Copy out the documentation for the multi-turn chat function below word for word.

Selected text:
-------------------------

Run a multi-turn chat loop against the engine and return a
`%ALLM.ChatResult{}`. See spec §4 and §10.5.

`thread_or_messages` is either an `%ALLM.Thread{}` or a list of
`%ALLM.Message{}` (normalised via `ALLM.Thread.from_messages/1`). The
thread is validated via `ALLM.Validate.thread/1` at entry. Pure
one-line delegation to `ALLM.Chat.run/3`; see that module for the
full multi-turn loop semantics, the seven-entry terminal-condition
ordering, and the `%ChatResult{}` shape.

## Mode

  * `:auto` (default) — the loop executes tool calls automatically.
    Each step appends tool-result messages to the thread before the
    next adapter call. Halt reasons follow the table below.
  * `:manual` — the FIRST step whose response carries
    `finish_reason: :tool_calls` halts with `halted_reason:
    :manual_tool_calls`. The caller submits tool results via a fresh
    `chat/3` call with the augmented thread (no executor runs).
    Pure-text steps under `:manual` continue normally.

## `:max_turns` precedence

The loop bound resolves at entry through this chain (call opts wins
on the left):

    call opts > engine.params[:max_turns] > Application.get_env(:allm, :max_turns) > library default 8

Per Phase 7 design Non-obvious Decision #9. `max_turns` must be a
`pos_integer()`; non-positive integers raise `ArgumentError`.

## `:halt_when` semantics

`:halt_when` is a `(StepResult.t() -> boolean())` callback invoked
AFTER the step's thread mutation has been applied (Phase 7 design
Non-obvious Decision #11). It is the LAST per-step gate consulted —
ask-user, handler `{:halt, _, _}`, `on_tool_error: :halt`,
`:manual_tool_calls`, and adapter `finish_reason ∈ {:stop, :error,
:length, :content_filter}` all preempt it. Exceptions raised inside
`halt_when` propagate to the caller of `chat/3`; they are NOT
caught.

-------------------------

(Dataset excerpts)
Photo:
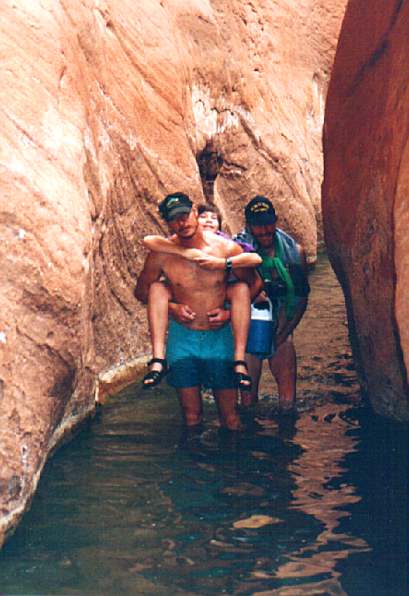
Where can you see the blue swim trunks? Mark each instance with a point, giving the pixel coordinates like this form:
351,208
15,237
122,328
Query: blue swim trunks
200,357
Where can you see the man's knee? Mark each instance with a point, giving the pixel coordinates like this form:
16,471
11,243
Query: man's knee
238,291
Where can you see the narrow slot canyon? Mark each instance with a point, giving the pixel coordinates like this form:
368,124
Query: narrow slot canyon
114,106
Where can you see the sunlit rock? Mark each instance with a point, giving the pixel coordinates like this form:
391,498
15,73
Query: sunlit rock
365,194
106,107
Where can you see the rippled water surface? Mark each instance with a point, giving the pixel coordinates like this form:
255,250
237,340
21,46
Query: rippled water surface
315,506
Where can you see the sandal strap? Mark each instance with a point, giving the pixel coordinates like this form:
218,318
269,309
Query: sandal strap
240,363
158,360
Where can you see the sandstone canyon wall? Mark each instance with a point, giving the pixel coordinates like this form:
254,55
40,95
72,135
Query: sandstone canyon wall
106,107
365,194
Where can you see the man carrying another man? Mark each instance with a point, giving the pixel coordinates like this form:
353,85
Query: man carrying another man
200,342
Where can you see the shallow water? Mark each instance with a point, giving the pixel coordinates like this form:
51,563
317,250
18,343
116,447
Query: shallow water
316,506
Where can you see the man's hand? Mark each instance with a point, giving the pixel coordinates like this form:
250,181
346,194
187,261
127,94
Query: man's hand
218,317
192,254
182,313
203,259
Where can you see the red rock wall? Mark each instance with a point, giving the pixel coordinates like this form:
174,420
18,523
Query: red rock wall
365,193
107,106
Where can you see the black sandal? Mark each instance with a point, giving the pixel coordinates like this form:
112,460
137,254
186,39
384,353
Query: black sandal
243,381
154,377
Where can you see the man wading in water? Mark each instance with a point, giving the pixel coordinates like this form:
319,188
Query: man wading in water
286,289
200,342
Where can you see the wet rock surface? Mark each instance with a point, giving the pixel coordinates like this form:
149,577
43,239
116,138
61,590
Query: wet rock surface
365,195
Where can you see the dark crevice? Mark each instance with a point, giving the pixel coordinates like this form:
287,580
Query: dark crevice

-------------------------

Answer for this exercise:
Run a multi-turn chat loop against the engine and return a
`%ALLM.ChatResult{}`. See spec §4 and §10.5.

`thread_or_messages` is either an `%ALLM.Thread{}` or a list of
`%ALLM.Message{}` (normalised via `ALLM.Thread.from_messages/1`). The
thread is validated via `ALLM.Validate.thread/1` at entry. Pure
one-line delegation to `ALLM.Chat.run/3`; see that module for the
full multi-turn loop semantics, the seven-entry terminal-condition
ordering, and the `%ChatResult{}` shape.

## Mode

  * `:auto` (default) — the loop executes tool calls automatically.
    Each step appends tool-result messages to the thread before the
    next adapter call. Halt reasons follow the table below.
  * `:manual` — the FIRST step whose response carries
    `finish_reason: :tool_calls` halts with `halted_reason:
    :manual_tool_calls`. The caller submits tool results via a fresh
    `chat/3` call with the augmented thread (no executor runs).
    Pure-text steps under `:manual` continue normally.

## `:max_turns` precedence

The loop bound resolves at entry through this chain (call opts wins
on the left):

    call opts > engine.params[:max_turns] > Application.get_env(:allm, :max_turns) > library default 8

Per Phase 7 design Non-obvious Decision #9. `max_turns` must be a
`pos_integer()`; non-positive integers raise `ArgumentError`.

## `:halt_when` semantics

`:halt_when` is a `(StepResult.t() -> boolean())` callback invoked
AFTER the step's thread mutation has been applied (Phase 7 design
Non-obvious Decision #11). It is the LAST per-step gate consulted —
ask-user, handler `{:halt, _, _}`, `on_tool_error: :halt`,
`:manual_tool_calls`, and adapter `finish_reason ∈ {:stop, :error,
:length, :content_filter}` all preempt it. Exceptions raised inside
`halt_when` propagate to the caller of `chat/3`; they are NOT
caught.